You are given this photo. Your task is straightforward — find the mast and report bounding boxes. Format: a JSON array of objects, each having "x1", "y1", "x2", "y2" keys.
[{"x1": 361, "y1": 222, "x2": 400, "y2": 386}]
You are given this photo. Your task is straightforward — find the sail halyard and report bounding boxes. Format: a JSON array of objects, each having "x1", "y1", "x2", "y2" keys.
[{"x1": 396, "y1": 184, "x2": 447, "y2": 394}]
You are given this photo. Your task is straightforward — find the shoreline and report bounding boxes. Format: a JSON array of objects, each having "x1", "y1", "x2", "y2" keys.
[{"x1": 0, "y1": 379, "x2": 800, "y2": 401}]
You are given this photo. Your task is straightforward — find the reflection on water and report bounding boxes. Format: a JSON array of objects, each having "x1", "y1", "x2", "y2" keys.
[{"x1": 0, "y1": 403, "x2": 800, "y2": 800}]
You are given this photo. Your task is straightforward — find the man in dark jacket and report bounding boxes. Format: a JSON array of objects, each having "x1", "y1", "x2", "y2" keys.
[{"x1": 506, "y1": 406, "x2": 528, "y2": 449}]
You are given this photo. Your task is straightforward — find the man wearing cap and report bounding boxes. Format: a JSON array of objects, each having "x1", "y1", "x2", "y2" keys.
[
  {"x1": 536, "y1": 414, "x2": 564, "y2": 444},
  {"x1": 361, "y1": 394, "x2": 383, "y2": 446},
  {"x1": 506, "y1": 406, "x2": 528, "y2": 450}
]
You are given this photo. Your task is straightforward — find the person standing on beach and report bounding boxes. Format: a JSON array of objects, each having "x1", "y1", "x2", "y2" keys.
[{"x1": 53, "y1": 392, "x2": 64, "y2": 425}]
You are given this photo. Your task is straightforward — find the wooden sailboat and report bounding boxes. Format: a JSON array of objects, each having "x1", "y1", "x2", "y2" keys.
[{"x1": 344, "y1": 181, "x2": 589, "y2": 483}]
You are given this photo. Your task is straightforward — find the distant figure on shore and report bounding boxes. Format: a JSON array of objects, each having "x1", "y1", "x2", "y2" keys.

_PROBLEM REQUIREMENTS_
Repeat, without change, each line of the data above from the one that contains "find the reflection" through the final line, counting both.

_FINAL ANSWER_
You are given this photo. Your task is straightforward — find the reflection on water and report bounding boxes. Format: a JSON array of objects, each having "x1", "y1", "x2", "y2" keys.
[{"x1": 0, "y1": 403, "x2": 800, "y2": 800}]
You are given this photo. Your task is straightforward — find the man in dark jacket and report bounding boxes. Format: a JSON array of objects, each having "x1", "y1", "x2", "y2" keys.
[{"x1": 506, "y1": 406, "x2": 528, "y2": 449}]
You are given this photo. Your task is straightforward — find the man wearing cap and report bounding boxes. Format: a JSON array of objects, each having "x1", "y1", "x2", "y2" keys.
[
  {"x1": 536, "y1": 414, "x2": 564, "y2": 444},
  {"x1": 361, "y1": 394, "x2": 383, "y2": 446},
  {"x1": 506, "y1": 406, "x2": 528, "y2": 450}
]
You are given this photo. Your task is straightforward — find the person standing on beach and report bounding boxes. Format: a JSON array of objects, each having "x1", "y1", "x2", "y2" keys.
[{"x1": 53, "y1": 392, "x2": 64, "y2": 425}]
You are given this photo. Your task is straightforward — find the wooden sailboat and report bounding boxes. Format: a JSON array of objects, each having "x1", "y1", "x2", "y2" keys.
[{"x1": 344, "y1": 181, "x2": 589, "y2": 483}]
You are given this photo. Your task is straightforward — find the distant figure on shore and report bounding boxes. Format: a JSON array of objects, each having "x1", "y1", "x2", "y2" keys.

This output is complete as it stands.